Given task A: Pull out every line in the rows below that contains the word "building". Case counts.

Extract:
James Brasfield (born January 19, 1952 in Savannah, Georgia) is an American poet and translator.

Life
He graduated from Armstrong State College, and Columbia University, with an MFA.

His work has appeared in AGNI, Chicago Review, Colorado Review, Crazyhorse, The Iowa Review, New Orleans Review, Poetry Wales, The Seattle Review, and The Southern Review.

He was a Fulbright Scholar at the National University of Kyiv-Mohyla Academy, Ukraine from 1993 through 1994; he later returned to the Ukraine to teach at Yuri Fedkovych State University in 1999. He taught at Western Carolina University and was visiting assistant professor in the University of Memphis in 2008 through 2009. Brasfield currently teaches in the English Department at Pennsylvania State University.

Awards
 2001 NEA Fellowship in Poetry
 2000 PEN Award for Poetry in Translation
 The Pennsylvania Council on the Arts Fellowship

Works
 "Celan", AGNI, 2002
 "Palladium" (2016), Originally published in Poem-a-Day on August 10, 2016, by the Academy of American Poets.

Given task B: List every award named under the "Awards" heading of the biography above.

Data provided:

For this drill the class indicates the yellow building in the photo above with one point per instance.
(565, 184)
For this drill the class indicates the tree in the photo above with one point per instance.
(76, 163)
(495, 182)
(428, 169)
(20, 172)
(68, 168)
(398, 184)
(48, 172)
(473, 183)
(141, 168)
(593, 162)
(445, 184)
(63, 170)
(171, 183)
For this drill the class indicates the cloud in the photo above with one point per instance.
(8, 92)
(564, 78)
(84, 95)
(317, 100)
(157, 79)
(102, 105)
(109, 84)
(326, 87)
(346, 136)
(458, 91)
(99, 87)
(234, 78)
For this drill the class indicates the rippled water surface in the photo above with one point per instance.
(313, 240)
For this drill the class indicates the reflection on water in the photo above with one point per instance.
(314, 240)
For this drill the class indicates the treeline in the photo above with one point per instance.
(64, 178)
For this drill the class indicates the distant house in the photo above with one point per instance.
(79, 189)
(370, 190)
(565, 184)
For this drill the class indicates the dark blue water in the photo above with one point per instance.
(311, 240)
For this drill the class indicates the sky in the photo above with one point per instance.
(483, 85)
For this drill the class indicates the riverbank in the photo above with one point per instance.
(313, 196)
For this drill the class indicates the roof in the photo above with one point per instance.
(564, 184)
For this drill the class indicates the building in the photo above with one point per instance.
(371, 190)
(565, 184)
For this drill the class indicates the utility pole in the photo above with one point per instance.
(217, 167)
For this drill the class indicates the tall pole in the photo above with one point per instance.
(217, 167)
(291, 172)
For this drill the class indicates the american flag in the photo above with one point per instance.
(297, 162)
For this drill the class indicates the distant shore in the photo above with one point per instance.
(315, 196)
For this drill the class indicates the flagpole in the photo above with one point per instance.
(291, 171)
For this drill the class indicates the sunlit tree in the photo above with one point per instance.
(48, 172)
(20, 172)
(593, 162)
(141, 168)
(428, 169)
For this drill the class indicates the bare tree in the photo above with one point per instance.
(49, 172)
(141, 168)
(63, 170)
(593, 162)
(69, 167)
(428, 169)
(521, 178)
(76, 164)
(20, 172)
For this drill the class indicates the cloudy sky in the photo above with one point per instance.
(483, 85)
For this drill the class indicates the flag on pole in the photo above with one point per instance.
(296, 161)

Task solution A:
For this drill the class indicates the yellow building in the photo above with one point per instance.
For this drill the class indicates the building in the photo above with one point per instance.

Task solution B:
2001 NEA Fellowship in Poetry
2000 PEN Award for Poetry in Translation
The Pennsylvania Council on the Arts Fellowship